The Roan Highlands 2025

Summer  |  Southern Appalachian Mountains  |  North Carolina + Tennessee

From the journal:  June 27, 2025 (travel day)

I love thunderstorms.  They remind me of fireworks.  Not the aesthetic parts, but all the feeling parts.  The intensity.  Something so demanding and powerful it cannot be ignored.  I’m experiencing a thunderstorm this evening in a tent as I lie on my back underneath a canopy of mature trees at Roan Mountain State Park in Tennessee.

I woke earlier today at 2:00am to travel from my home in Virginia to Roan Mountain.  It’s now 2:00pm. I’ve arrived and setup camp but I’m a zombie, incapable of anything meaningful.  Twelve hours seems to be my hard cap at this age!  This whole thing–the travel and the nighttime driving–it was all so much easier when I was younger, a change I’m still working to accept.  Worn down and dysfunctional from the long drive, I lie inside my tent drifting on the edges of sleep.  It’s an early summer afternoon outside, right on the boundary of too warm for comfort inside of the tent.  

At 7:00pm I wake from my eventual drift.  I can feel a change in the atmosphere.  The open screens on either side of my tent are letting in a soft breeze.  The green leaves above are shimmering, showing their lighter undersides.  A small stream about fifty yards away flows, perhaps a bit stronger and louder than upon my arrival.  Children continue to play within the campground but the sky flashes bright several times with implied urgency.  Shortly thereafter, the air splits violently, a loud warning.  I can feel the thunder through the ground when it hits.  It’s pure atmospheric energy.

From a distance I hear the sound of a stiff wind coming, but not a leaf flutters on the trees outside of my tent.  My brain connects the dots:  rain.  Fat heavy drops hit the canopy I’ve erected above my tent.  I’ve always loved this moment, the barrier between me and the natural world minimal yet sufficient, nothing more than a few millimeters of fabric.  I’m dry and comfortable, laying atop a four-inch-thick foam and cotton mattress, ready and eager to experience this sensory gift of life.  It rains.  Hard.

Challenge:
Please condense the paragraph of the Roan Highlands journal entry beginning "I woke earlier today" into a short bulleted list that keeps its main facts.

Provided records:
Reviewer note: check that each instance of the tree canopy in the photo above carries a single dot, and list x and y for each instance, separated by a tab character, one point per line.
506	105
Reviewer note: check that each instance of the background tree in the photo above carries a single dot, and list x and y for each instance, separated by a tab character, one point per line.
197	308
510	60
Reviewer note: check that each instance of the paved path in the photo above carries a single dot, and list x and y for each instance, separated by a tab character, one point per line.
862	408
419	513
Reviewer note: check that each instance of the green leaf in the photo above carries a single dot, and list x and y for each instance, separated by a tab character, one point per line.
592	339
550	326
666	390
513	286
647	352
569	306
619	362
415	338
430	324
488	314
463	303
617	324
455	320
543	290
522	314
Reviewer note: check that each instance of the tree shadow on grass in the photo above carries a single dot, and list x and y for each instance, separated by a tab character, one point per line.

Expected output:
- Woke at 2:00am to travel from home in Virginia to Roan Mountain.
- Arrived and set up camp by 2:00pm, but too exhausted to do anything meaningful.
- Twelve hours seems to be the writer's hard limit at this age.
- The travel and nighttime driving were much easier when younger, a change the writer is still working to accept.
- Lies in the tent drifting near sleep on an early summer afternoon that is almost too warm inside the tent.